**WORK TO COMPLETE**.
**A.** In the passage on early puberty, how much did the share of overweight children ages 6 to 11 rise between the late '70s and the early '90s?
**B.** Pick up the passage on early puberty after its last sentence and keep it going.

**TEXT SEGMENT**.
The Pediatrics report answered many questions, but much about the subject remains a mystery. The study couldn't accurately gauge, for example, how much the average age of onset of breast development (as opposed to menstruation) has dropped or over what period. That's because a key piece of research that helped set the standard age at 11 was a small study in the 1960s of white girls raised in English orphanages. But Dr. John Dallas, a pediatric endocrinologist with the University of Texas Medical Branch in Galveston, points out that the British girls may have been poorly nourished--a factor known to delay puberty. African- American girls were studied even less rigorously. "For all we know," says Dallas, "African-American girls could have been earlier developers for a long time."
The Pediatrics study is also limited because it does not include enough Asian- American or Hispanic girls to draw conclusions about these groups. Herman-Giddens agrees: "We in the public health and medical community really need to get data on American girls of all racial and ethnic groups." They also need to get data on boys, who haven't been studied in any systematic way. Herman-Giddens is pursuing the question now but says it isn't easy. "With girls," she says, "you can see breasts budding. With boys, the equivalent sign is an increase in size of the testes. It's very subtle. Even a physician may not be aware of it if they are not looking carefully."
Finally, somebody needs to look at what's going on in other countries. Is this a peculiarly American phenomenon? Or are girls developing breasts and reaching puberty at younger and younger ages all over the world?
The uncertainties swirling around the phenomenon make it difficult for scientists to nail down a cause, but that hasn't stopped them from coming up with a long list of potential candidates. The theory that has the broadest support among scientists holds that early puberty is somehow tied up with a much more familiar phenomenon: weight gain. America is in the midst of an epidemic of overweight and obese kids; between the late '70s and the early '90s, the percentage of children ages 6 to 11 who were overweight nearly doubled, from 6.5% to 11.4%, according to the National Center for Health Statistics.

**THE DATA**.

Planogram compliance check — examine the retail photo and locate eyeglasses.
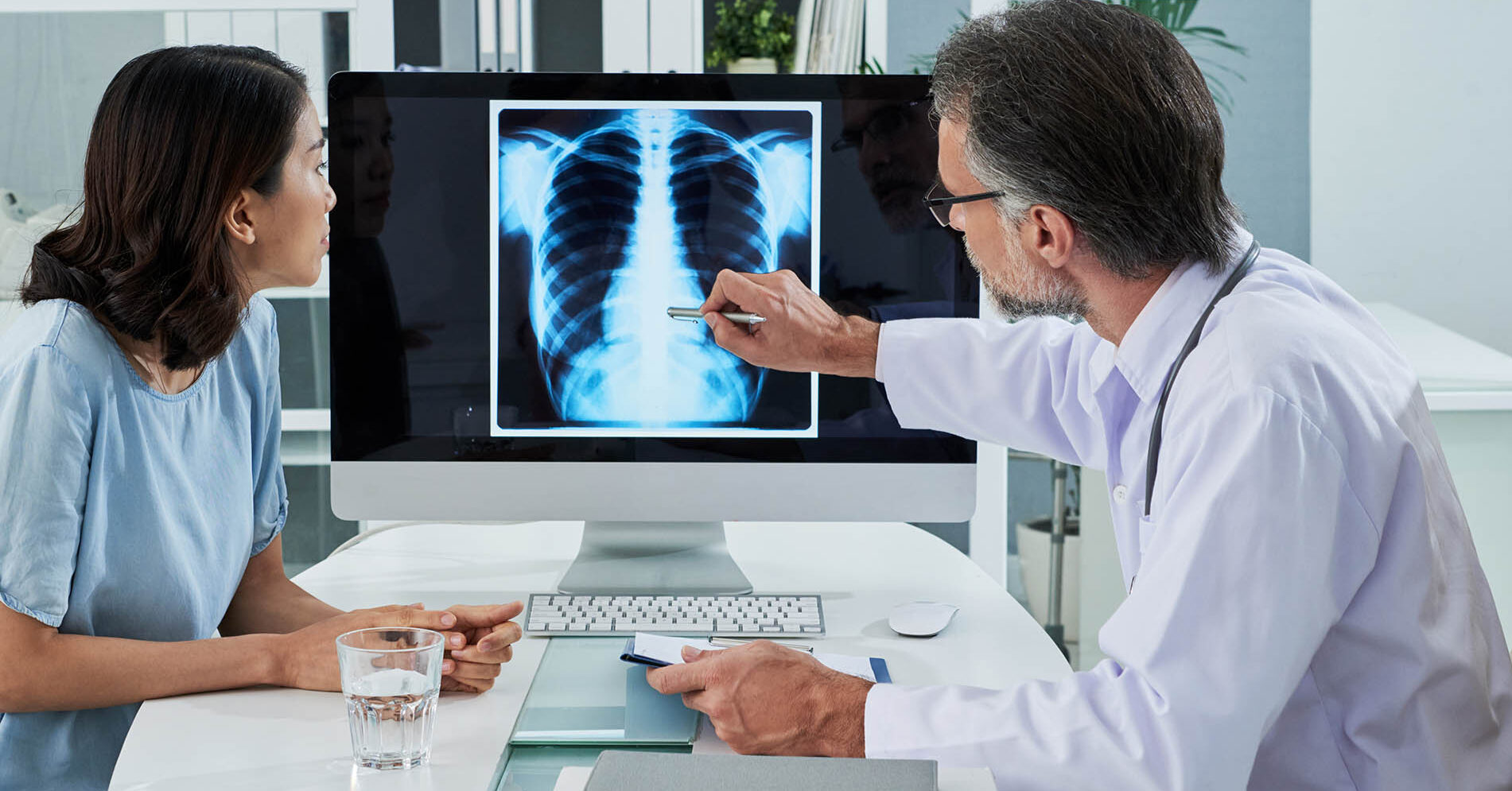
[830,97,931,153]
[924,181,1007,227]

**RESULTS FOR EACH TASK**.
**A.** It nearly doubled, from 6.5% to 11.4%.

**B.**
Dr. Paul Kaplowitz, a pediatric endocrinologist with the Virginia Commonwealth University School of Medicine in Richmond, Va., explains, "We've known for a long time that very overweight girls tend to mature earlier, and very thin girls, such as anorexics, tend to mature later than normal. We think mildly overweight girls may be maturing early as well." Kaplowitz emphasizes that the correlation is merely statistical; not every girl with a little extra baby fat will develop breasts early.
Exactly why obesity and early development should be linked is not well understood. But Kaplowitz suspects early breast development may be encouraged by a protein called leptin. "We know that fat cells produce leptin," he says. "And leptin is necessary for the progression of puberty." Another clue, according to Duke's Freemark, is that overweight girls have more insulin circulating in their blood. Says Freemark: "Those higher levels of insulin appear to stimulate the production of sex hormones from the ovary and the adrenal gland."
While the consensus favors a fat connection, other explanations haven't been ruled out. One is chemical pollution in the food chain--specifically, DDE, a breakdown product of the pesticide DDT, and PCBs, once used as flame retardants in electrical equipment. Both chemicals are plausible suspects because they mimic hormones that play a key role in the development of the reproductive system. Beyond that, says Dr. Walter Rogan, an epidemiologist at the National Institute of Environmental Health Sciences in Research Triangle Park, N.C., both chemicals are ubiquitous in the environment, and they persist in the body for years after exposure.